§ **What this exercise asks**:
(1) From the motherboard review below, list every hardware designation it names for a processor family, a CPU socket, a motherboard model, or a heatsink model.
(2) Write a continuation of the GIGABYTE MD60-SC0 motherboard review that picks up after its final sentence.

§ **Document extract**:
Ever since GIGABYTE’s Server team and I first started discussing reviews, it was interesting to see what a purely B2B (business to business) unit could do. Since then, GIGABYTE Server has expanded, catering to both the B2B and B2C (customer) markets and selling direct to end users. With the release of Haswell-EP we reported on their large launch at the time and they sent us the MD60-SC0 for review.

GIGABYTE Server MD60-SC0 Overview

For those not versed in 2P workstation and server culture, the MD60-SC0 looks a bit different to consumer line products. The DRAM and CPU sockets are aligned for airflow, first coming across the power delivery then the socket, and out the rear panel all in one straight line with the dram providing a baffle effect to channel the air. This means that the PCIe slots are in a somewhat awkward position in the middle of the motherboard, limiting the length of PCIe devices, and making the platform focus more on CPU power and storage rather than a GPU powerhouse without riser cables.

The sockets might also confuse some users. Unlike the standard square LGA2011-3 sockets we see on most Haswell-E or Haswell-EP motherboards, the MD60-SC0 uses the narrow socket configuration. This requires different coolers as well due to the different screw hole placement, and these coolers are typically not sold at retail and thus come OEM only.  Gigabyte also supplied us with a pair of Dynatron R14 heatsinks for our review which certainly looked the part, although the noise at high loading is something I wouldn't wish on anyone. This system combination belongs in a server room for sure.

Records excerpted from a collection:
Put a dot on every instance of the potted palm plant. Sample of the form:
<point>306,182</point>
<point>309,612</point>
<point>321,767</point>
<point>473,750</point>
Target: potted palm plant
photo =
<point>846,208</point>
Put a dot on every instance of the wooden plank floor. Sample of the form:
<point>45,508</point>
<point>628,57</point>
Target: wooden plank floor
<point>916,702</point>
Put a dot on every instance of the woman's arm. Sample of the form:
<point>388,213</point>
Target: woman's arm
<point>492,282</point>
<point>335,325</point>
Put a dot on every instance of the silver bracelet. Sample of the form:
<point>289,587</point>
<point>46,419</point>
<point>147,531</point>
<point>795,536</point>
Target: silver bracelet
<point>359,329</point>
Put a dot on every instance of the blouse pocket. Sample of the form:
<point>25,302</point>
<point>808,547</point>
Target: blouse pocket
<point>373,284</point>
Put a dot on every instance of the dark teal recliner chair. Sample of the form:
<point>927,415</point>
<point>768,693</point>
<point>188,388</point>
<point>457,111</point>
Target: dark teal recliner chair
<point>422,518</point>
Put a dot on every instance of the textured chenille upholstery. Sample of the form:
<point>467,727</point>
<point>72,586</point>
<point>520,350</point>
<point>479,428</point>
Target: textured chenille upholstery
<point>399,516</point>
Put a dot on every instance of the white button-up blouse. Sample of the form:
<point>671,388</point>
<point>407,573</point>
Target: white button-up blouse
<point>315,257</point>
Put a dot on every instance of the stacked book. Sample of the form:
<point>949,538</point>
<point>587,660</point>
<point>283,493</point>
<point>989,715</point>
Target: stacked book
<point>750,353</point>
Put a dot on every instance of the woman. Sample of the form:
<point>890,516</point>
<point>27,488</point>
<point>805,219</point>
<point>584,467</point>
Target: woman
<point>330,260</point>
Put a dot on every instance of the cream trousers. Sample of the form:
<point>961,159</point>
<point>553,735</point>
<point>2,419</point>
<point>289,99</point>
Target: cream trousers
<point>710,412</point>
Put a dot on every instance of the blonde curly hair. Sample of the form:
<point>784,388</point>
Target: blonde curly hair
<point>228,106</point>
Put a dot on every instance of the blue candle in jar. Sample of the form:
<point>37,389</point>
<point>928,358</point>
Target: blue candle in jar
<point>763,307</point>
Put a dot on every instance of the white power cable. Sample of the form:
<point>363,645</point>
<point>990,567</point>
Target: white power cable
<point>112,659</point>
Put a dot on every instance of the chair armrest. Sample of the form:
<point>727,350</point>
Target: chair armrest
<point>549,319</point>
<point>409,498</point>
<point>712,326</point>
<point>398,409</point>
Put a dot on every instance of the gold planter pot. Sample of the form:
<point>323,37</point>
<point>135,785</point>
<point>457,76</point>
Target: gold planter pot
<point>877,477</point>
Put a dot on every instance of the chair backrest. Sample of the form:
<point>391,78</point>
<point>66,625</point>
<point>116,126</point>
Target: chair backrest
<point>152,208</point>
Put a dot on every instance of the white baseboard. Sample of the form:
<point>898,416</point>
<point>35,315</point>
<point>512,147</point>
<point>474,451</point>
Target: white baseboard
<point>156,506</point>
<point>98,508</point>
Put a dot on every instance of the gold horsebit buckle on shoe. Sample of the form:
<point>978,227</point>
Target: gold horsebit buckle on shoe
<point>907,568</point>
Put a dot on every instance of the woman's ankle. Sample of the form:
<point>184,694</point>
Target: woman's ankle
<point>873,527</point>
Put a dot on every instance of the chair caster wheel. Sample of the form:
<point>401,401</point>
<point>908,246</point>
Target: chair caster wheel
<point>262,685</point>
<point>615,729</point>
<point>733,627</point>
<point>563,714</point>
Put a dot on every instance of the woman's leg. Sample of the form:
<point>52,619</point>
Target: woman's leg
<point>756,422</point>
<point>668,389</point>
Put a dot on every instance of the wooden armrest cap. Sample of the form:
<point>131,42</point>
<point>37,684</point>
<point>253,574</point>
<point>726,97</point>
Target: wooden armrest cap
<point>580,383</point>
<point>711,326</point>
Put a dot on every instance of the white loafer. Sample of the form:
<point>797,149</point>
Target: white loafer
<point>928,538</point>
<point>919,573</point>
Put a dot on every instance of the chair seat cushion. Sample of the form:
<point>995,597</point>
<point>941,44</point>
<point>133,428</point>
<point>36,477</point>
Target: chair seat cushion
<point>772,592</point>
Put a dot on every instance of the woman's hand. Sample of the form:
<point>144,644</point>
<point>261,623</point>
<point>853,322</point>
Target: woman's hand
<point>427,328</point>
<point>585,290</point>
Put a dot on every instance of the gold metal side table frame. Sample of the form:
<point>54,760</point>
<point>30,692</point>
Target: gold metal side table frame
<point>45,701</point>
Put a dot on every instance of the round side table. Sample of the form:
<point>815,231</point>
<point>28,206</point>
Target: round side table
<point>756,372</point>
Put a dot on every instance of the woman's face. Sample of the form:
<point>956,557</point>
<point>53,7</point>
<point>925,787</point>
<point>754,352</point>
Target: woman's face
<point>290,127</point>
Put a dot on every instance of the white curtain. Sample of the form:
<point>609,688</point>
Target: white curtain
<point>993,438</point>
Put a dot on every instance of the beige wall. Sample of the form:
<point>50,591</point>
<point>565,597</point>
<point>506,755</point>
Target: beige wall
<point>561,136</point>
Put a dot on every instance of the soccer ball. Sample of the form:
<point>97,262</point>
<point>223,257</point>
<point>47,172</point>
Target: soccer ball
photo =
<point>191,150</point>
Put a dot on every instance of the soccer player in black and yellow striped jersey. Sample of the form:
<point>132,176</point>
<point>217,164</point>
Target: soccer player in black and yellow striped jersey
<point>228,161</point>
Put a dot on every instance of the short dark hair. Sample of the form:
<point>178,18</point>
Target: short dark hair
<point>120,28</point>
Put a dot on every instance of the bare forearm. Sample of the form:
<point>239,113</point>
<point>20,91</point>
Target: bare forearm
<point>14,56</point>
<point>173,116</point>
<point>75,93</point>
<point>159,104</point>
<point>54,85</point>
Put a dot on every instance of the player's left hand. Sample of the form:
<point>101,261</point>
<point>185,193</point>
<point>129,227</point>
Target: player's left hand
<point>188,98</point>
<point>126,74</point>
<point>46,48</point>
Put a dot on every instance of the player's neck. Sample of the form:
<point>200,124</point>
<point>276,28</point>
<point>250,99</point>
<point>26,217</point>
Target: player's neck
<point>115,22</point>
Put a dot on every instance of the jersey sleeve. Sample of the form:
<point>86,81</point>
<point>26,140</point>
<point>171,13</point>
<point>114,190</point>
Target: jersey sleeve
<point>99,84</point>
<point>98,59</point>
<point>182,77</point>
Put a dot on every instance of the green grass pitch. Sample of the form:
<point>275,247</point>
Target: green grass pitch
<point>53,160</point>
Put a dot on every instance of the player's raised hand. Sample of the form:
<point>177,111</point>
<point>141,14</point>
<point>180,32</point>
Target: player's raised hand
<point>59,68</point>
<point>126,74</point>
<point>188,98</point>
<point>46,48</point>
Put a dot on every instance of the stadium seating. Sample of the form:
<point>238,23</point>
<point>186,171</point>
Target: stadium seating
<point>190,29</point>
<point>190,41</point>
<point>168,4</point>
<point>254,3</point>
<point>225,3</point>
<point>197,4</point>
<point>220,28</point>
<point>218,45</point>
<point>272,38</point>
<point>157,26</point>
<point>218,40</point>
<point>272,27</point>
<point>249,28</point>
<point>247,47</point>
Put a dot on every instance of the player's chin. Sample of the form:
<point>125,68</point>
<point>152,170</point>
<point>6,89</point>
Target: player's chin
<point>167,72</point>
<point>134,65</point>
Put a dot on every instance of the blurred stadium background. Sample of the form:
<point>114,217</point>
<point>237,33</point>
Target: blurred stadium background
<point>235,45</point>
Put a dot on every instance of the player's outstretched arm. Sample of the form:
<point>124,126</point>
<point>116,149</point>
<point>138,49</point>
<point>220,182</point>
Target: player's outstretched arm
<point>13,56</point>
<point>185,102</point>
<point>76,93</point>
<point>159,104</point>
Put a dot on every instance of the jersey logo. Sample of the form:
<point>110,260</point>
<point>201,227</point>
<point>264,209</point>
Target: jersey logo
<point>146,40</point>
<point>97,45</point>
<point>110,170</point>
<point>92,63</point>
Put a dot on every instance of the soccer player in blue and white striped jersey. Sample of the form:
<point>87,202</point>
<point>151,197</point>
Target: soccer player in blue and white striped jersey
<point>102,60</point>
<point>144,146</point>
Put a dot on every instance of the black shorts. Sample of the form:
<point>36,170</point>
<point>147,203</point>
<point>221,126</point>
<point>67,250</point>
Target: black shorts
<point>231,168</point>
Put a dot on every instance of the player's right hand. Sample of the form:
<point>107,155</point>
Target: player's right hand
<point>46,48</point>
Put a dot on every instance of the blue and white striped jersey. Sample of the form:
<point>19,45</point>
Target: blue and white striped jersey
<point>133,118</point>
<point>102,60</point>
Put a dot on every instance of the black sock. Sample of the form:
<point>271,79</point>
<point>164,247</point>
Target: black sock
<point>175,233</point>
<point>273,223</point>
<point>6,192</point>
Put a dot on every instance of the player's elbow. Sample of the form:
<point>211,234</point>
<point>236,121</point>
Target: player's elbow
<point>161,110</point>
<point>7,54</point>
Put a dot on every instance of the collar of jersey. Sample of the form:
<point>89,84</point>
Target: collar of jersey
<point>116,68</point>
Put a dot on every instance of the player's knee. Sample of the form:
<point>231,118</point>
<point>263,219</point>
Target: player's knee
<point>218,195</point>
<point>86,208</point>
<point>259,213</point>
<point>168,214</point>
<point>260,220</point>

§ **Outputs by task**:
(1) Haswell-EP, MD60-SC0, LGA2011-3, Haswell-E, Dynatron R14

(2)
The system is based on the C612 chipset, which is similar to the consumer based X99 but with 2P related features, such as MTCP over PCIe. We were also supplied with a type-T LSI RAID mezzanine card to enable some on-board SAS ports. So while the ports are part of the motherboard, the raid card is a separate purchase and leverages the T slot configuration. It also allows a series of RAID card potential upgrades over time if needed.

As with most server motherboards, the MD60-SC0 does not have any form of onboard audio but does offer two gigabit network ports alongside an Aspeed management interface. The board also comes with a QSFP+ port for added network connectivity.

Benchmark wise, as this is the first Haswell-EP motherboard we have tested, it is a little hard to place. As usual with management-esque type motherboards, POST times are long and power consumption is in the upper echelons. DPC Latency with 2697 V3 CPUs was quite reasonable though, despite the other two CPU combinations giving much higher peaks.

One of the main server design crux points is the orientation and the size of the board, so the MD60-SC0 has to fit into your design paradigm to make the short list. With narrow sockets and the PCIe orientation it clearly aims itself at the OEM and server builders more than consumers.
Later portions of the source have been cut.